• [AIM] Filter the listing below, keeping every line that contains the word "star". Treat the match as case-sensitive.

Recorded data
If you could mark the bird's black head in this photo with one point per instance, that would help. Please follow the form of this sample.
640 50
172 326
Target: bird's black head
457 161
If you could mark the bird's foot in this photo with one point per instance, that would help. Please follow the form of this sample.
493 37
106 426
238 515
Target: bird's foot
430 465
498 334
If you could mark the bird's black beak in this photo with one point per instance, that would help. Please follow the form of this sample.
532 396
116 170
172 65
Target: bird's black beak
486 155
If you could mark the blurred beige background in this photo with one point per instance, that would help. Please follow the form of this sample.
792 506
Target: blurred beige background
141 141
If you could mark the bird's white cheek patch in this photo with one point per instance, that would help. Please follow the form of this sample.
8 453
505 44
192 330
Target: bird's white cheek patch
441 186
* * *
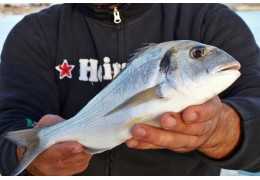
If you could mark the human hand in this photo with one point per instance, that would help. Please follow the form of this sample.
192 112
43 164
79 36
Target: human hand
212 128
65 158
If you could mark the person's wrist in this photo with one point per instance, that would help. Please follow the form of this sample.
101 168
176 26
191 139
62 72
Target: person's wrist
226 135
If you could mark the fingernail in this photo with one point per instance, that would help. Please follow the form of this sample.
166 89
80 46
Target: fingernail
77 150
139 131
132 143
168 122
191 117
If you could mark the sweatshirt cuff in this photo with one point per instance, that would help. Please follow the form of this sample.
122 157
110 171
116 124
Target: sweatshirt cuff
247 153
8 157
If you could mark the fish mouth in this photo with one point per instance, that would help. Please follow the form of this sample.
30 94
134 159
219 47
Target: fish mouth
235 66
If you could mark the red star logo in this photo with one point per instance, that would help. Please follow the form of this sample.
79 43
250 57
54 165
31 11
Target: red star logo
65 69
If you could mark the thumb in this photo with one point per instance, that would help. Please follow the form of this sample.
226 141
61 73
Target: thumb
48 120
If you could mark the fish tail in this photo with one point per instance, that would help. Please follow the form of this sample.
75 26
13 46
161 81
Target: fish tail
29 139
...
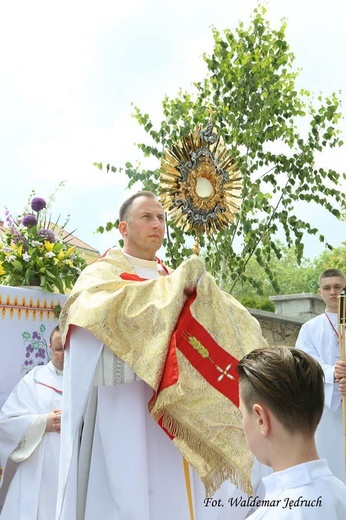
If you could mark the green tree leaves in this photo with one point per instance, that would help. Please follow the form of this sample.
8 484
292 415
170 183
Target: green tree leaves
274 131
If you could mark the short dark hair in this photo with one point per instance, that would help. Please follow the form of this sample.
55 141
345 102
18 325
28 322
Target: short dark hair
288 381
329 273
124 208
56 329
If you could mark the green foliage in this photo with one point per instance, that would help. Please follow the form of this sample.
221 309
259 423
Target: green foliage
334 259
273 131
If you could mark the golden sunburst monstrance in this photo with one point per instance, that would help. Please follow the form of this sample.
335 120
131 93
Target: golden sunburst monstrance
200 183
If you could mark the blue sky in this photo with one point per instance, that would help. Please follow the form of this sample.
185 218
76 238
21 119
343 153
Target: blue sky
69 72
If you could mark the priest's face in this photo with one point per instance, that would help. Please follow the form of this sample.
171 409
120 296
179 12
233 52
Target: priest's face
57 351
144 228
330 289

• [SOLUTION FOR THIS TASK]
If you could mark the red star logo in this photo with one point per instance, that would help. Please follow the form of this sample.
Target: red star logo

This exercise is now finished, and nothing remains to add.